■ Directive:
Render as a numbered list only the lines running from the one containing "armchair in the photo above." through the end of the rows, both ends included, and leave out any blank lines.

----------------------------------------

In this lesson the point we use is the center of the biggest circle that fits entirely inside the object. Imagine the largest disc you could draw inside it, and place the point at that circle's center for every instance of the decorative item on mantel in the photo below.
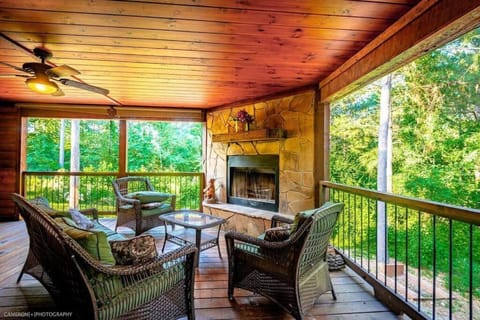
(209, 192)
(242, 120)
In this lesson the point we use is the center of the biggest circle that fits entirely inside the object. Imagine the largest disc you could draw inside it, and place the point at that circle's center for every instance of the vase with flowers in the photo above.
(242, 120)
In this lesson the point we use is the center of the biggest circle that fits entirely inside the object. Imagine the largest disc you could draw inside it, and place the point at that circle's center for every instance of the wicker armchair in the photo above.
(161, 288)
(131, 212)
(292, 273)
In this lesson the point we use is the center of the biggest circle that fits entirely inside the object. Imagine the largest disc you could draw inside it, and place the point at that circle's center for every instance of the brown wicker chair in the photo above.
(131, 212)
(292, 273)
(161, 288)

----------------------------------------

■ Output:
1. In this lesson the point we use is the center of the biggest circle that fits entirely inside the object. Imagine the largest disc you could draw inside it, and place the point at that circle's center for every instance of the wicker armchair in the photo above.
2. (161, 288)
3. (131, 212)
4. (292, 273)
5. In this lesson the point we use is the center of the biggest circle that fits entirely inside the object. Imagine the largest disc you could draw inside it, and place the point at that circle's center for every instance of the brown wicker chair in the photo above.
6. (131, 212)
7. (292, 273)
8. (161, 288)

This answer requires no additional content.